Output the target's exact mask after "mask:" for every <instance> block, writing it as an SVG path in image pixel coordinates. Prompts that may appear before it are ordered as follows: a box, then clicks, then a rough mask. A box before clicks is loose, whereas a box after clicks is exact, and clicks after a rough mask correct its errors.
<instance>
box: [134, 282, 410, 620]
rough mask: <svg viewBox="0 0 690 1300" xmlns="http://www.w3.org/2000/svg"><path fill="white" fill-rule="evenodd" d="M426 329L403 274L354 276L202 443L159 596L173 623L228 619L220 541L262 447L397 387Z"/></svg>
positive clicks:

++++++++++

#### Exercise details:
Which lines of the records above contain the word "mask"? Copy each of them.

#### Exercise output:
Output the target's exact mask after "mask:" for every <instance> block, writing it as an SVG path in image pixel coordinates. Prompts that may appear before it are ordered as follows: a box, then clicks, then a rough mask. A box before clicks is loose, whereas a box after clicks is exact, and clicks after a rough mask correct its errors.
rough mask: <svg viewBox="0 0 690 1300" xmlns="http://www.w3.org/2000/svg"><path fill="white" fill-rule="evenodd" d="M426 329L403 274L354 276L202 443L159 596L173 623L228 619L220 541L262 447L397 387Z"/></svg>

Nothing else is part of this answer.